• _Description of the task_: In the records below, render the lines as a numbered list, leaving out any blank lines. Start with the line containing "Someone asked me to find the arched" and end with the line containing "[432,228,454,238]", including both.

• _Information shown_:

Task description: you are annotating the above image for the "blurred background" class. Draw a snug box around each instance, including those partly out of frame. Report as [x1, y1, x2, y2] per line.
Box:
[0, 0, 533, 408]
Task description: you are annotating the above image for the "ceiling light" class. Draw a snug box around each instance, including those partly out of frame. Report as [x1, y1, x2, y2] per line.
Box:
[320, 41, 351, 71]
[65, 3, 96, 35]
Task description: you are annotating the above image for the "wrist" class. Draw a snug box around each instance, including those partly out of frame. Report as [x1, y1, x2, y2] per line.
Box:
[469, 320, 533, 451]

--

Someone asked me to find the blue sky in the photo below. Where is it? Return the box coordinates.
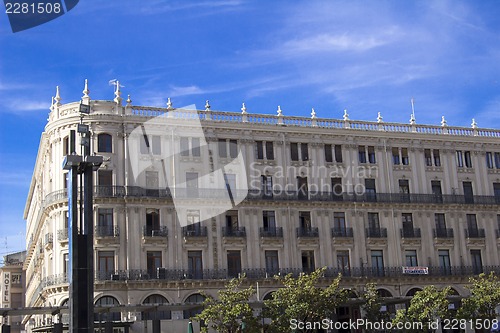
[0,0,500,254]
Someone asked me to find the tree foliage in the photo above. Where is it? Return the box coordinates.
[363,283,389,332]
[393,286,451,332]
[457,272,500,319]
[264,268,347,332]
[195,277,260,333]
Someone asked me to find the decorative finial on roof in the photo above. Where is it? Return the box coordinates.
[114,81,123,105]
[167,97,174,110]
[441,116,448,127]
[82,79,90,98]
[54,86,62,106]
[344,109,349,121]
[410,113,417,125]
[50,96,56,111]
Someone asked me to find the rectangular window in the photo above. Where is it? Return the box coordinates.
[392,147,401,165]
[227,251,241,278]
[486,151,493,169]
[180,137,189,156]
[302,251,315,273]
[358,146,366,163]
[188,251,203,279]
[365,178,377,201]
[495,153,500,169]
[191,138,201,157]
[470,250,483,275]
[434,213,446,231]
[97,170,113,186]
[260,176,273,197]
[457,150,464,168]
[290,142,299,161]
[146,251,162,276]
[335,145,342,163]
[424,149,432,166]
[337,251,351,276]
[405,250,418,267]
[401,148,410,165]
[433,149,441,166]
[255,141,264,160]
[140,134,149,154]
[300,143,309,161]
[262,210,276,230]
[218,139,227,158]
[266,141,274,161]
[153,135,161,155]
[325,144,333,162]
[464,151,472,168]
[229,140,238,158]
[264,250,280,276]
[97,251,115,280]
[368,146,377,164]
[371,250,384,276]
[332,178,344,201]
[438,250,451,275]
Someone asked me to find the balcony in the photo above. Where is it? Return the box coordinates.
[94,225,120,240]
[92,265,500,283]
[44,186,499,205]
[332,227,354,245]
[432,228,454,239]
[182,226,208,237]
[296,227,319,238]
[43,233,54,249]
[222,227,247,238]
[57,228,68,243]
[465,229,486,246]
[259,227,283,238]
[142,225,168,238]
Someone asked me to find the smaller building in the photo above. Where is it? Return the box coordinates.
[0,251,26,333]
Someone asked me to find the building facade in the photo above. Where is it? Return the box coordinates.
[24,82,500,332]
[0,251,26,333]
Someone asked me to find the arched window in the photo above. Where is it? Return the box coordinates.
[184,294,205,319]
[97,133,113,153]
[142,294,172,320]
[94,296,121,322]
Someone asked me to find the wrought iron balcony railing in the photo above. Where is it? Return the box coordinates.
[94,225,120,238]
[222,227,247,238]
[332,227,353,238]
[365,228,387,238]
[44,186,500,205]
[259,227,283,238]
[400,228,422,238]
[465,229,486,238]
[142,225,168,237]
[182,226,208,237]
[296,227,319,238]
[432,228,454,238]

• _Answer to this problem_:
1. Someone asked me to find the arched window in the photo above. Where is it? Return the box coordinates.
2. [184,294,205,319]
3. [97,133,113,153]
4. [142,294,172,320]
5. [94,296,121,322]
6. Someone asked me to find the wrought iron balcony railing in the photo above. Where is it? Return the box coordinates.
7. [94,225,120,238]
8. [222,227,247,238]
9. [332,227,353,238]
10. [365,228,387,238]
11. [44,186,500,205]
12. [259,227,283,238]
13. [400,228,422,238]
14. [465,229,486,238]
15. [142,225,168,237]
16. [182,226,208,237]
17. [296,227,319,238]
18. [432,228,454,238]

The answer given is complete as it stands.